* begin PASSAGE SHOWN *

Understanding Apache Kafka Architecture and Principles
Kafka is described as a “distributed commit log” – a distributed system that stores an ordered stream of events, is replayable, and is highly fault-tolerant.
1. Overview of the architecture
Components | Main functions |
---|---|
Broker | Kafka server stores and serves data. |
Topic | Logical data stream; divided into Partitions. |
Partition | An append-only log, with increasing offset – ensures order in partition. |
Producer | Sends message (key-value) to topic; key determines partition (hash). |
Consumer | Reads message by offset; no data is deleted. |
Consumer Group | Consumer group divides partitions equally to scale horizontally. |
Replication | Each partition has 1 leader and n followers; leader receives write, follower replicates to withstand errors. |
Controller | Broker is elected as controller (replacing ZooKeeper in new version) to coordinate leader/follower. |
2. Working principle
a) Write data
-
Producer sends record → Broker leader of partition → append to log.
-
Message is flushed to disk according to configuration (default 7 days or when full).

* end PASSAGE SHOWN *
* begin MATERIAL SHOWN *

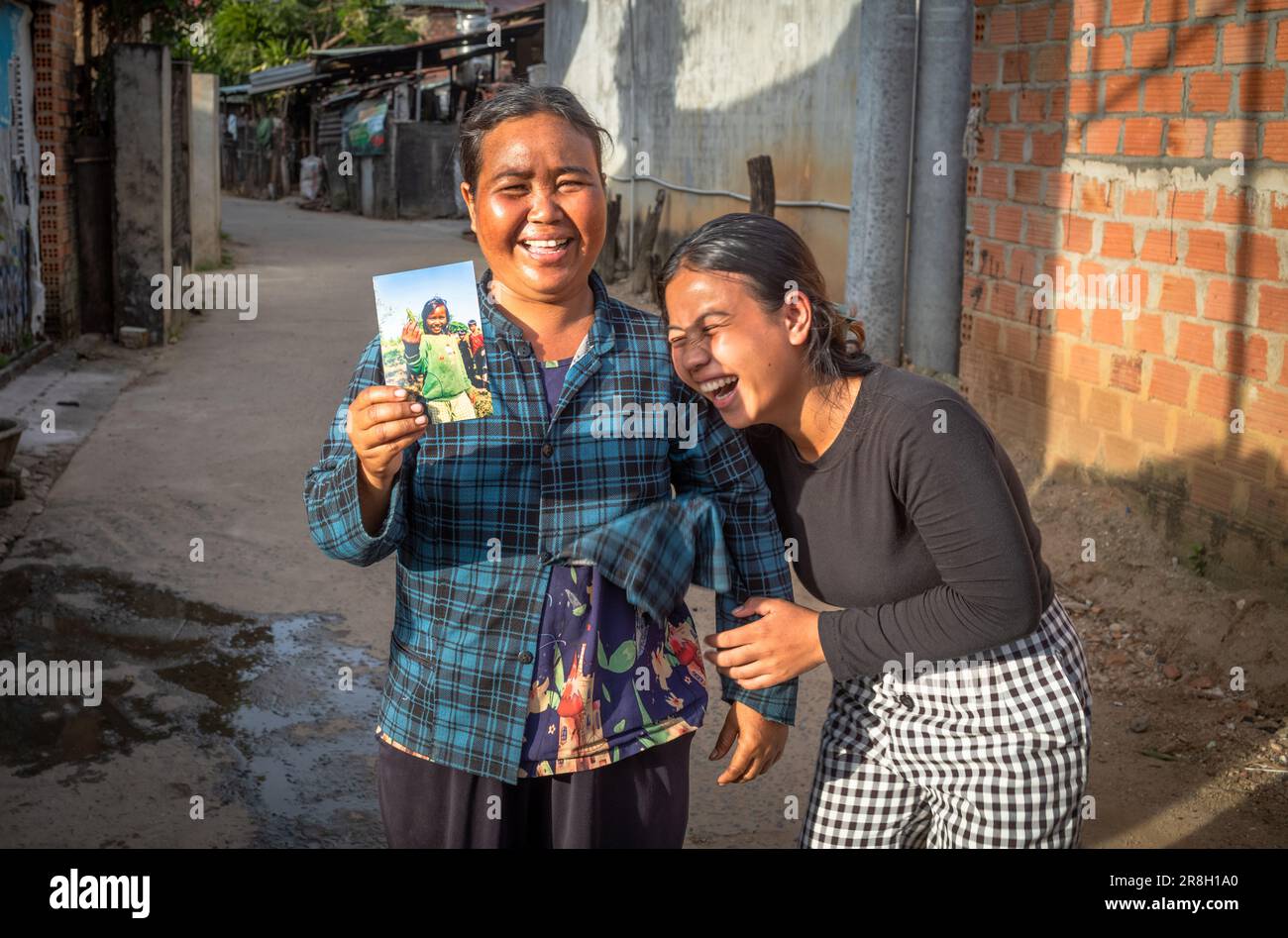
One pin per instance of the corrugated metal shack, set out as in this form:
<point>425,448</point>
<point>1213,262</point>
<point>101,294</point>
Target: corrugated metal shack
<point>381,119</point>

* end MATERIAL SHOWN *

_EXERCISE OBJECTIVE_
Please quote the Kafka architecture text word for word, between "Understanding Apache Kafka" and "is highly fault-tolerant.", inclusive.

_WRITTEN SOLUTION_
Understanding Apache Kafka Architecture and Principles
Kafka is described as a “distributed commit log” – a distributed system that stores an ordered stream of events, is replayable, and is highly fault-tolerant.